Nice long story in yesterday’s Burlington Free Press on the Colchester Police Department, one year after the shocking arrest of veteran officer Tyler Kinney, who was allegedly stealing drugs, guns and money from the evidence room he was responsible for. Reporter Elizabeth Murray chronicled the struggles of Chief Jennifer Morrison in bringing the department’s policies and procedures up to date.

Nice, so far as it went. But there was one person completely absent from the story who should have played a substantial role.

Chuck Kirker.

For those just joining us, Kirker had served in the Colchester Police Department for 43 years, and had been Chief for 34 years when he retired in 2013. And, to judge by the Kinney case and yesterday’s Free Press piece, he was doing a terrible job.

The Colchester Police Department (not exactly as illustrated)

Chief Kirker and company (not exactly as illustrated)

> [Listed records]:
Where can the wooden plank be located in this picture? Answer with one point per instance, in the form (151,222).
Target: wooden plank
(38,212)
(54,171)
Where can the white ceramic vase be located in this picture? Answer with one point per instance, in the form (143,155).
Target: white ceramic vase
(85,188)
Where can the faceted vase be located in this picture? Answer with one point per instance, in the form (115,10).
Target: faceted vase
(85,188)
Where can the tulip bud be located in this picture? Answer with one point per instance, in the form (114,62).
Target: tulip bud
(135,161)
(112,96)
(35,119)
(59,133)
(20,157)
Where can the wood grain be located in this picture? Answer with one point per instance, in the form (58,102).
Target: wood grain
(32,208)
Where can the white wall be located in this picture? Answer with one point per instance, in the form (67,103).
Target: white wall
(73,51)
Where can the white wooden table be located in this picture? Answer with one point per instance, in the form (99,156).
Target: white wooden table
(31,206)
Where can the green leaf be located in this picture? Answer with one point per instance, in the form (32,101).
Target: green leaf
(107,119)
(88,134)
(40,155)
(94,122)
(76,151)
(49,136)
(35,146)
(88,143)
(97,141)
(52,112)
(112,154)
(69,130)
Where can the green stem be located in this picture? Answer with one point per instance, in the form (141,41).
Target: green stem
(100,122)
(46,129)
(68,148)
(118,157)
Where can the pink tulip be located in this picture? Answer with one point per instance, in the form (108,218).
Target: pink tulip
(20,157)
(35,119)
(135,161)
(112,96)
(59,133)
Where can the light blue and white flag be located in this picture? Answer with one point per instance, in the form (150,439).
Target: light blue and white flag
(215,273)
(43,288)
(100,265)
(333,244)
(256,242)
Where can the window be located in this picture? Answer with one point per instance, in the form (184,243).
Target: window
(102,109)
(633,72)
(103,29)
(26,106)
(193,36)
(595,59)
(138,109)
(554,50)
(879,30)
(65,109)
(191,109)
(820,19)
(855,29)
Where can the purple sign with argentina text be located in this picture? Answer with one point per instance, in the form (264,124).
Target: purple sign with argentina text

> [Problem details]:
Continue the piece about the Colchester Police Department and former chief Chuck Kirker from where it stops.

> [Result of the task]:
During his tenure on the force, the CPD grew from four staffers to 28. But apparently he was still running the place like Andy of Mayberry. Many departmental policies, Murray reports, “hadn’t been updated in 20 years or more.” Morrison has led the department through “multiple rounds of training and leadership development.” Evidence storage has been completely overhauled, with security cameras, a bar-coding system, tamper-proof evidence bags, and a double-locking system that doesn’t allow anyone to have solo access to the room. And:

Personnel evaluations also have become more regular, and employees have been allowed to give feedback on the evaluation process to refine the system. Before Kinney’s arrest, no one had received an evaluation in 20 years.

Yikes: no personnel evaluations for 20 years? That helps explain how Tyler Kinney could have kept control of the CPD’s evidence storage for several years before his gross malfeasance was brought to light.